==== Listed entries
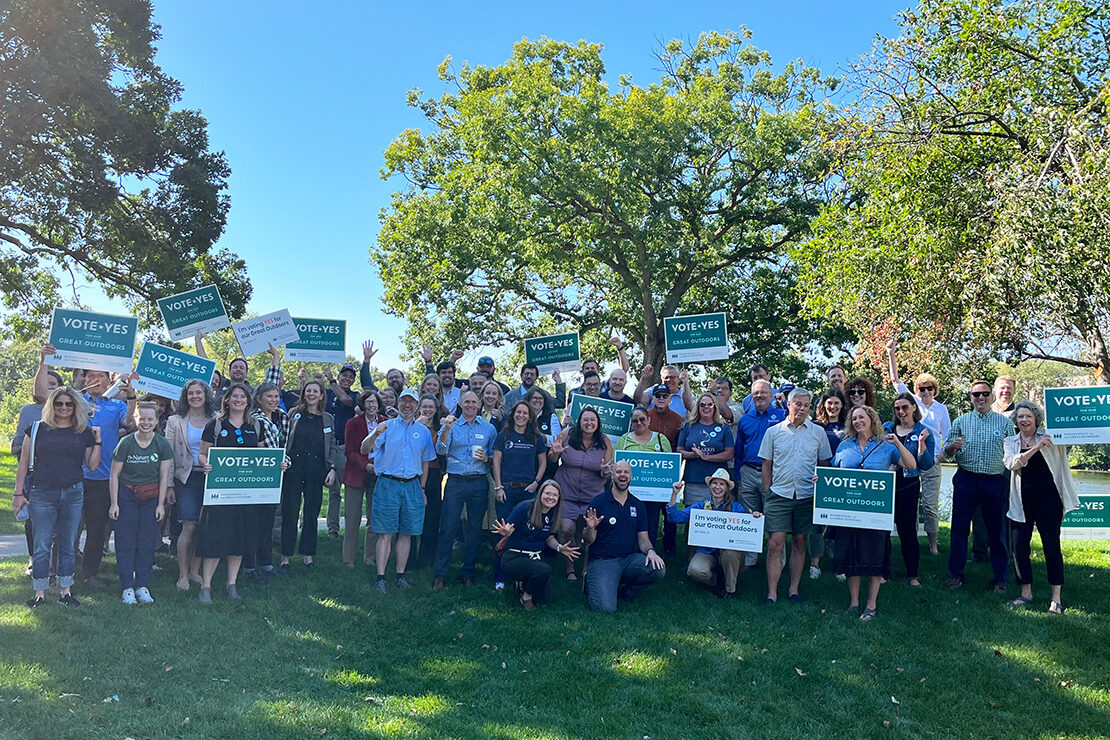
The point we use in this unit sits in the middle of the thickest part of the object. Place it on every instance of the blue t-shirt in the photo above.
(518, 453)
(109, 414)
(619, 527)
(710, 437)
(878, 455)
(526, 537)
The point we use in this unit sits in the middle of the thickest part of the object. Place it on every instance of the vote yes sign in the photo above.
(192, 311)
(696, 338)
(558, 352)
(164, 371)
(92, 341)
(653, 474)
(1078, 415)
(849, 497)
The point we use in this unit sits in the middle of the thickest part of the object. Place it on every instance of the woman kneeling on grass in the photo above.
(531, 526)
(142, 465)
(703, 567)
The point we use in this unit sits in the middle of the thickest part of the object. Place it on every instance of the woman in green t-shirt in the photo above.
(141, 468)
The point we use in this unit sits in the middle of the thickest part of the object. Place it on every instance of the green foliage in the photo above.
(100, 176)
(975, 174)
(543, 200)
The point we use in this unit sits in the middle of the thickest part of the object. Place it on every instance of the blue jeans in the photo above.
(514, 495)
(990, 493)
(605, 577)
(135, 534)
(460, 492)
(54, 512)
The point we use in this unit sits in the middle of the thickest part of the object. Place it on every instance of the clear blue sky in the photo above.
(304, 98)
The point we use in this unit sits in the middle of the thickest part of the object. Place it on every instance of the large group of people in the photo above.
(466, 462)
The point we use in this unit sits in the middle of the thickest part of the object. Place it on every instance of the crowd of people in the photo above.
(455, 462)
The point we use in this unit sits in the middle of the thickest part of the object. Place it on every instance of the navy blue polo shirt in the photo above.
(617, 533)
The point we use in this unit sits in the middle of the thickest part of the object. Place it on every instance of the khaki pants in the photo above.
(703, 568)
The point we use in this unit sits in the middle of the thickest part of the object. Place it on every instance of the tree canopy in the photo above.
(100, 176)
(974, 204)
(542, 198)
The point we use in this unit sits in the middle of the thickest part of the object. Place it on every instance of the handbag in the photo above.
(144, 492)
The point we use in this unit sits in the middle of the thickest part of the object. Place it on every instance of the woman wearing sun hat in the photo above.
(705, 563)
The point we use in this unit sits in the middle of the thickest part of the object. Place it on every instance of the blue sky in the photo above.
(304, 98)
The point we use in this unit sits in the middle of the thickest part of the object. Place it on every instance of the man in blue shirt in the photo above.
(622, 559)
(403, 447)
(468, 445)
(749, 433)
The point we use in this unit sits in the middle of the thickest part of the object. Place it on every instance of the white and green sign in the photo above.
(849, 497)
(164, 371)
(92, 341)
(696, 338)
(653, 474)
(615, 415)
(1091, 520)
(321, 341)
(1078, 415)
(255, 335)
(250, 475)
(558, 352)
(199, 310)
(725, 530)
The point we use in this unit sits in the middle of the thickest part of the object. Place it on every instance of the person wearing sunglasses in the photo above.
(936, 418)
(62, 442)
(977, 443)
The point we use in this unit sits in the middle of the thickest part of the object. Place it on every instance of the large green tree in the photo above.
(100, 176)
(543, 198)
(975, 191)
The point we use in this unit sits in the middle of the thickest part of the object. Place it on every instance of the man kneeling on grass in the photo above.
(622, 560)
========
* [Exercise requirements] A word-for-word restatement of the lines running from the one with "green sign in the photo above." to the last line of the records is the whole answer.

* [Response for this exercise]
The point we use in this unit sits in the middle of the thickest part of the object. Place it on every instance of the white and green sign in the photo above.
(849, 497)
(164, 371)
(92, 341)
(696, 338)
(653, 474)
(615, 415)
(1091, 520)
(321, 341)
(1078, 415)
(255, 335)
(250, 475)
(558, 352)
(199, 310)
(725, 530)
The point we use in this unit sits in the middle of the thickest part of the object. Place it on every instance of the person wearing sunglasses in the photo above.
(936, 418)
(62, 442)
(977, 443)
The point we use in this unit sits in the middle of the thickest part of the object. Place it on every instance of the large green tree in the photo above.
(100, 176)
(543, 198)
(975, 191)
The point we use in this unit sits in the middle of the thickest part of the object. Place it on every instance of the man kneeling on grass in the photo above.
(622, 560)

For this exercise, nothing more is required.